_Work task:_ All of the records are to be reproduced exactly.

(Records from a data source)
★ ★ ★ ★
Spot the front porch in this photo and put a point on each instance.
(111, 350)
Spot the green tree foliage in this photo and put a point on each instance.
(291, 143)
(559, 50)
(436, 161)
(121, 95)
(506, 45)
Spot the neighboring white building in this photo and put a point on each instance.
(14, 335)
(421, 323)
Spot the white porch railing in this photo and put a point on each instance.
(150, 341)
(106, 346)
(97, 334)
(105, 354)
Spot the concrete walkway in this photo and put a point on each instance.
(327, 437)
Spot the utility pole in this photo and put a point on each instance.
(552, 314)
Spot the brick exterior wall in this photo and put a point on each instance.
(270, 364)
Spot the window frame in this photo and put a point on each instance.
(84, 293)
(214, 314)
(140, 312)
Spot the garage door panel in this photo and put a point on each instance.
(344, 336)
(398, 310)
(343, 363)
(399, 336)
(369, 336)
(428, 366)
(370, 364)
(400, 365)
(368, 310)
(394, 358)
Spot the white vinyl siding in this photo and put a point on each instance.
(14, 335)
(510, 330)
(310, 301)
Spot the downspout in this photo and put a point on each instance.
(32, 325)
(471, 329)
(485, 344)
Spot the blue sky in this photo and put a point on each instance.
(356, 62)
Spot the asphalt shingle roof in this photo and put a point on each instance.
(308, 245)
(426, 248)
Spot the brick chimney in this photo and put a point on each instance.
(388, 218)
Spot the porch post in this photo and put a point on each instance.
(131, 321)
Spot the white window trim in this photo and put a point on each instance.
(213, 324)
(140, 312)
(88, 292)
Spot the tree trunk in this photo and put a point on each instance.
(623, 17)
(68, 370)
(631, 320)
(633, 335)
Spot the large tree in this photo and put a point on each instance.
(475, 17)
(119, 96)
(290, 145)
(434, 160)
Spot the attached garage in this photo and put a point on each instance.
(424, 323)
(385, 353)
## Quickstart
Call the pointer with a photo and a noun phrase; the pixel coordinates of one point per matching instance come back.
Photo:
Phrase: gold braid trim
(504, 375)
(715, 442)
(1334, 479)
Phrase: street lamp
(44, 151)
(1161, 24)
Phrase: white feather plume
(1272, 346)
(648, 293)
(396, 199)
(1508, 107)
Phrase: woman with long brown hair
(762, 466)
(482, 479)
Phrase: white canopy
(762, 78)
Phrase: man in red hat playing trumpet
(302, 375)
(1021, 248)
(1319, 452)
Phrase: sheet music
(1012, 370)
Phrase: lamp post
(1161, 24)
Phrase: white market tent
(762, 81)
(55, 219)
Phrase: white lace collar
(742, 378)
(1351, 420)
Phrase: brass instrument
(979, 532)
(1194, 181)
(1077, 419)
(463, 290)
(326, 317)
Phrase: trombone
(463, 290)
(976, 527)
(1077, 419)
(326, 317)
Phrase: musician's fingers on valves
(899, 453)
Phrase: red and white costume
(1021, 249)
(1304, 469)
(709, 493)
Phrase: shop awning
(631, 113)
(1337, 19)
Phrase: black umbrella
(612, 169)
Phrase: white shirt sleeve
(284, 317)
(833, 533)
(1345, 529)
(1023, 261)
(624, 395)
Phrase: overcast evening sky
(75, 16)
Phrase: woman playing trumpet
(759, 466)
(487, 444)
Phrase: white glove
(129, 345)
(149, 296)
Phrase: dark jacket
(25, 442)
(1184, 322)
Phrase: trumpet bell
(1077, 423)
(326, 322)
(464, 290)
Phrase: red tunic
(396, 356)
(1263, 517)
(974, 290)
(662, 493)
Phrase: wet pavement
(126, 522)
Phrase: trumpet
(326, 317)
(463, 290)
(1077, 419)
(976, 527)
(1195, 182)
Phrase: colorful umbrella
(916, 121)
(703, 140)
★ ★ ★ ★
_Completed exercise:_
Spot the front porch in this photo and put a point on each instance.
(111, 350)
Spot the green tree foliage in this photo and put a point on each instance.
(291, 143)
(559, 50)
(436, 161)
(121, 95)
(506, 45)
Spot the neighboring white building in this photo and put a point on each instance.
(14, 335)
(421, 323)
Spot the white porch railing in this photo and put a point on each instance.
(150, 341)
(106, 346)
(97, 334)
(105, 354)
Spot the concrete walkway in this photo and put a point on each instance.
(327, 437)
Spot the utility pole in this photo and put a point on each instance.
(552, 314)
Spot the brick exterior wall in this photo and put a point on each instance.
(270, 364)
Spot the window frame in this photo and put a point on each instance.
(84, 293)
(214, 314)
(140, 312)
Spot the garage door panel in this photo and put a point on each instance.
(344, 336)
(398, 310)
(343, 363)
(399, 336)
(369, 336)
(428, 366)
(370, 364)
(400, 365)
(368, 310)
(394, 358)
Spot the white vinyl siding in this photo and put a point on each instance.
(14, 335)
(510, 330)
(310, 301)
Spot the downspout in this photo and put a point on each instance.
(32, 325)
(471, 329)
(485, 344)
Spot the blue sky in this photo and put a point on each instance.
(356, 62)
Spot the asphalt shingle roof in this photo and put a point on each instance.
(308, 245)
(426, 248)
Spot the brick chimney in this photo and put a point on each instance.
(388, 218)
Spot the porch post in this photo and put a point on each instance.
(131, 321)
Spot the white window trim in this photo and put a point on each instance.
(213, 324)
(140, 312)
(88, 292)
Spot the tree trunk in this photo and put a point on each instance.
(623, 17)
(68, 370)
(631, 320)
(633, 335)
Spot the large tree in this photo and put a point on each instance.
(475, 17)
(119, 96)
(290, 145)
(434, 160)
Spot the attached garage in this photo and put a point on each instance.
(424, 323)
(385, 353)
## Quickstart
Call the pointer with a photo and a noun phrase; the pixel coordinates of one point per matching instance come back.
Photo:
Phrase: gold braid trim
(504, 375)
(715, 442)
(1334, 479)
Phrase: street lamp
(44, 151)
(1161, 24)
Phrase: white feather plume
(1272, 346)
(648, 293)
(396, 199)
(1508, 107)
Phrase: woman with long brown hair
(762, 466)
(482, 479)
Phrase: white canopy
(762, 78)
Phrase: man in red hat playing trumpet
(302, 375)
(1021, 248)
(1319, 452)
Phrase: sheet music
(1012, 370)
Phrase: lamp post
(1161, 24)
Phrase: white market tent
(762, 81)
(55, 219)
Phrase: white lace collar
(742, 378)
(1351, 420)
Phrase: brass instrument
(979, 532)
(1194, 181)
(1077, 419)
(463, 290)
(326, 317)
Phrase: trombone
(463, 290)
(976, 527)
(1077, 419)
(326, 317)
Phrase: musician's fingers on valves
(899, 453)
Phrase: red and white costume
(1021, 249)
(1304, 469)
(709, 493)
Phrase: shop awning
(631, 113)
(1337, 19)
Phrase: black umbrella
(612, 169)
Phrase: white shirt sleeve
(284, 317)
(833, 533)
(1345, 529)
(1023, 261)
(624, 395)
Phrase: overcast evening sky
(75, 16)
Phrase: woman playing trumpet
(759, 466)
(487, 444)
Phrase: white glove
(129, 345)
(149, 296)
Phrase: dark jacket
(25, 442)
(1184, 322)
Phrase: trumpet bell
(1077, 423)
(326, 322)
(464, 290)
Phrase: red tunic
(396, 356)
(1263, 517)
(974, 290)
(662, 493)
Phrase: wet pavement
(126, 522)
Phrase: trumpet
(326, 317)
(463, 290)
(1077, 419)
(976, 527)
(1195, 182)
Phrase: colorful umbrella
(916, 121)
(703, 140)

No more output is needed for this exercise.